Put the lines into a numbered list, starting at the line that contains "TARGET = front wing" and ending at the last line of the rows, and skip any blank lines. Leave the pictures out of the answer.
····················
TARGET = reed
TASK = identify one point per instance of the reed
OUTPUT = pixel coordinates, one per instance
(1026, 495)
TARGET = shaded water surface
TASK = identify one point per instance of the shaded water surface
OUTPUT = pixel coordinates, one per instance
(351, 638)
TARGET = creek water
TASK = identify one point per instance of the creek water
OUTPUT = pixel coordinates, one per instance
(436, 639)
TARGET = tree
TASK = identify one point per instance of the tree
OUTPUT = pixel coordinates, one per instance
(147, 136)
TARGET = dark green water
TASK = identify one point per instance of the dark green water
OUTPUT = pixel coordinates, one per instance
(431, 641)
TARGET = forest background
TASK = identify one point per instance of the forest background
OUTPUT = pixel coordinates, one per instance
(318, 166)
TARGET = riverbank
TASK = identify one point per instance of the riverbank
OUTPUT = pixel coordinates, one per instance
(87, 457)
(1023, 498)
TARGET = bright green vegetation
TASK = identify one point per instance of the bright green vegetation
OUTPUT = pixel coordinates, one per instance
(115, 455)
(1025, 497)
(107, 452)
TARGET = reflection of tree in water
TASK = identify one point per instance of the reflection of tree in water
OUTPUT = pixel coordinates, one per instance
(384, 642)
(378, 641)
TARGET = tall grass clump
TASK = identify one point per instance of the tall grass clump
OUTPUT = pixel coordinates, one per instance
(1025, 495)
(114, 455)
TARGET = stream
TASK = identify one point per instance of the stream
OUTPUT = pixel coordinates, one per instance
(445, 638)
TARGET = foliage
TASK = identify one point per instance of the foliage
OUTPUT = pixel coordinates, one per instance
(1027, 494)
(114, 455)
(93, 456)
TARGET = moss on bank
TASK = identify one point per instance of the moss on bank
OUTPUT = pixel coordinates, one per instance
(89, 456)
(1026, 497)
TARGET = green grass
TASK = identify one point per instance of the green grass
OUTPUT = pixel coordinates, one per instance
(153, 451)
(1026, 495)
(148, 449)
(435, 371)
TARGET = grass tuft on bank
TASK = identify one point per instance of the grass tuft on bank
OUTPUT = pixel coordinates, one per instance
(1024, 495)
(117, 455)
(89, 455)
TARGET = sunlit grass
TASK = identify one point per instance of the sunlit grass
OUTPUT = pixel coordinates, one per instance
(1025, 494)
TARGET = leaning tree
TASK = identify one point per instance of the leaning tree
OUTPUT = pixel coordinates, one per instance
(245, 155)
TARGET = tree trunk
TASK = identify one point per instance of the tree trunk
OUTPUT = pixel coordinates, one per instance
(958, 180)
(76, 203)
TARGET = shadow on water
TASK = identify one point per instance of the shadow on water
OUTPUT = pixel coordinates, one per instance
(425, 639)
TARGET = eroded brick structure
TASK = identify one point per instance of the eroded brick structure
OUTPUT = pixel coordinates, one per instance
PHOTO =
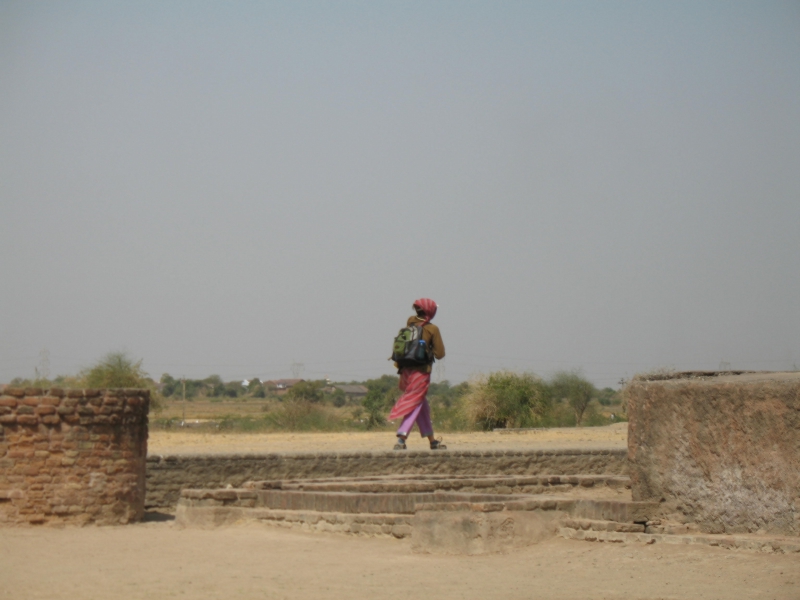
(721, 451)
(72, 456)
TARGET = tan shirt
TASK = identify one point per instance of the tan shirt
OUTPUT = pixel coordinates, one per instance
(432, 337)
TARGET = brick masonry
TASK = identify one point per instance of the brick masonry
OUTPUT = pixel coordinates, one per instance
(721, 451)
(168, 475)
(72, 456)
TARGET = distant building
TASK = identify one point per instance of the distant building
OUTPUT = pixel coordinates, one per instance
(353, 391)
(281, 384)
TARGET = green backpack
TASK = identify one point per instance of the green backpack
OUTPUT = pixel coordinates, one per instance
(409, 349)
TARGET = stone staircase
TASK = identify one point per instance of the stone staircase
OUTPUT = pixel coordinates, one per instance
(457, 514)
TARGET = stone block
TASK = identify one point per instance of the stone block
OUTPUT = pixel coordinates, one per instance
(718, 450)
(471, 532)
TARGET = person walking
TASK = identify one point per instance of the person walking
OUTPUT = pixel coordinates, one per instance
(413, 405)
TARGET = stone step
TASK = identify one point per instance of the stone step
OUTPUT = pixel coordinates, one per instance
(752, 542)
(598, 525)
(374, 525)
(420, 484)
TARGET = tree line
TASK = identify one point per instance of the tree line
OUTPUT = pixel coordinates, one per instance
(500, 399)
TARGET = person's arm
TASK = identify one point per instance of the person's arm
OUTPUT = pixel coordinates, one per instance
(438, 345)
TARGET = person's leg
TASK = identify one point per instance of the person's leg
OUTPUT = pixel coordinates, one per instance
(408, 422)
(426, 426)
(424, 420)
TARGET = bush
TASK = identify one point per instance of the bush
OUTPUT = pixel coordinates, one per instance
(575, 389)
(505, 399)
(306, 391)
(118, 370)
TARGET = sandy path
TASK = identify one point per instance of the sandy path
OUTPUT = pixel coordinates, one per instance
(189, 442)
(157, 560)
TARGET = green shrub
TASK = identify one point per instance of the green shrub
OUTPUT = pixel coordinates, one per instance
(505, 399)
(575, 389)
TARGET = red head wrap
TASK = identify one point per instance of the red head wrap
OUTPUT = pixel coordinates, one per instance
(428, 307)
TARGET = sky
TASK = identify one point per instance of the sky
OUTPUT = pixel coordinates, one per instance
(262, 189)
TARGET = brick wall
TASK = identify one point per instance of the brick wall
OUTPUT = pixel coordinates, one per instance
(72, 456)
(718, 450)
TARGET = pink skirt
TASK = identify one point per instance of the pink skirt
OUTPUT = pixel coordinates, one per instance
(414, 385)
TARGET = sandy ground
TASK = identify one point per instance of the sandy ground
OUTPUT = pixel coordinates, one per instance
(190, 442)
(158, 560)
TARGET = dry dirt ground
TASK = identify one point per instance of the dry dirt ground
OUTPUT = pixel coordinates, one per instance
(191, 442)
(155, 559)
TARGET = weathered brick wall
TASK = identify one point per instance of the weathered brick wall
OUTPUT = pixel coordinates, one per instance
(72, 456)
(721, 451)
(168, 475)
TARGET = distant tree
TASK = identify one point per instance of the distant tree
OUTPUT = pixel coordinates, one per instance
(339, 398)
(375, 404)
(214, 386)
(169, 385)
(232, 389)
(577, 390)
(608, 396)
(307, 391)
(505, 399)
(118, 370)
(384, 384)
(255, 388)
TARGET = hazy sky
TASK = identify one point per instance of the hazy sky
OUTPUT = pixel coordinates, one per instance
(234, 187)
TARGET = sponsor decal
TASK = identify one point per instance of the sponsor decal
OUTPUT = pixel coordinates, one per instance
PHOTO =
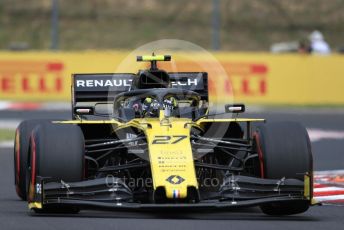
(329, 187)
(244, 79)
(176, 193)
(175, 179)
(168, 139)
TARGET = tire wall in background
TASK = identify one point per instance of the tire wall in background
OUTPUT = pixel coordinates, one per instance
(260, 78)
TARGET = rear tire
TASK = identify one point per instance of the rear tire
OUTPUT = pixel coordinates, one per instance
(285, 151)
(57, 151)
(21, 154)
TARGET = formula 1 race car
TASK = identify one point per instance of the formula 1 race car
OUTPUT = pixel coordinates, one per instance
(148, 141)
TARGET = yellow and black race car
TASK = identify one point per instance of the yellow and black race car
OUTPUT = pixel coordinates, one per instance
(147, 141)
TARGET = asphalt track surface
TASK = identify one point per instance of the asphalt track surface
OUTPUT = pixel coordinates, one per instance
(328, 155)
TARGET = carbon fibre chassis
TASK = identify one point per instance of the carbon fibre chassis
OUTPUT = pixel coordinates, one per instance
(237, 191)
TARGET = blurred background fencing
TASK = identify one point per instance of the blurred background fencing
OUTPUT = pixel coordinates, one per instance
(43, 42)
(234, 25)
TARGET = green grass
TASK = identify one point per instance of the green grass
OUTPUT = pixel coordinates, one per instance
(6, 134)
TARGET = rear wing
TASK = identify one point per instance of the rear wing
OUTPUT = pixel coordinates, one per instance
(105, 87)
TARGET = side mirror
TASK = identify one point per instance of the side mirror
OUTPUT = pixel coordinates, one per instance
(83, 110)
(235, 108)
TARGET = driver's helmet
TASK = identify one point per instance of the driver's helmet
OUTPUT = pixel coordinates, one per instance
(150, 107)
(170, 103)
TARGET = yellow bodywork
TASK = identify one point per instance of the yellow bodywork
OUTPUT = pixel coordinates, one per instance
(170, 152)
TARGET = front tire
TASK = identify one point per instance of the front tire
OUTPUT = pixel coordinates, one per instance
(57, 151)
(285, 151)
(21, 154)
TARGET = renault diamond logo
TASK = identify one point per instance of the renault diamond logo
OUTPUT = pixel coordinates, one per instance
(175, 179)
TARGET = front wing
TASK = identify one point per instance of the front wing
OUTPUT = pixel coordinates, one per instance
(236, 191)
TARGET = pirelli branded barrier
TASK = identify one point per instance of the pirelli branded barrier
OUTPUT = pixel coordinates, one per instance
(247, 77)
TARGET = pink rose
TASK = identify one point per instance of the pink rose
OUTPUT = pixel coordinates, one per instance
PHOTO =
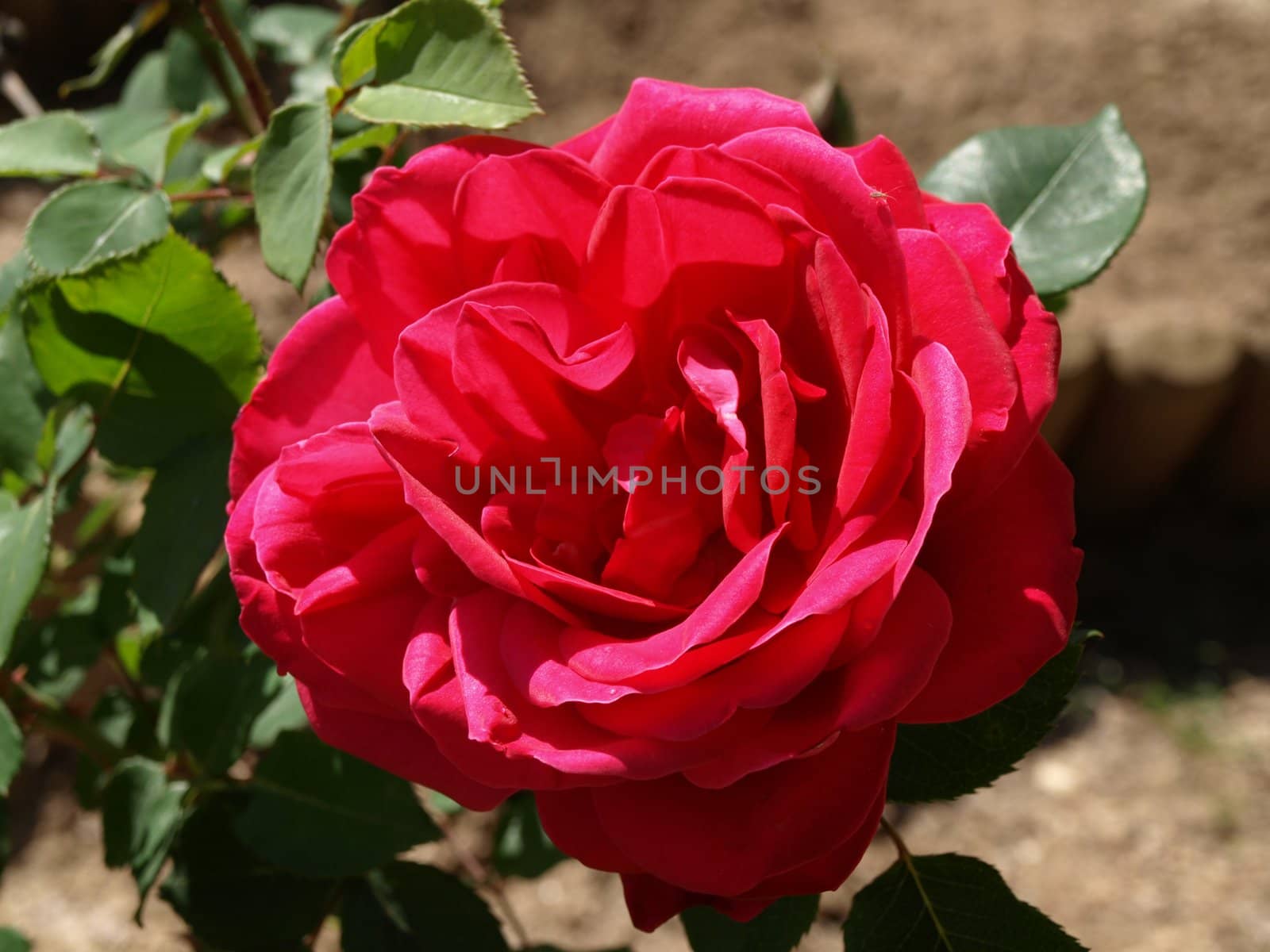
····················
* [FULL ANSWER]
1. TARGET = front wing
2. TASK = identify one point per instance of the front wing
3. OUTPUT = pixel coordinates, one per instance
4. (236, 191)
5. TARGET = pirelli branded barrier
6. TASK = identify one point per instance of the pirelli branded barrier
7. OUTPUT = pixel coordinates, one per instance
8. (247, 77)
9. TARGET = pink rose
10. TASK = identify one point per instance of the pink rose
11. OUTPUT = pixel coordinates, one per instance
12. PHOTO =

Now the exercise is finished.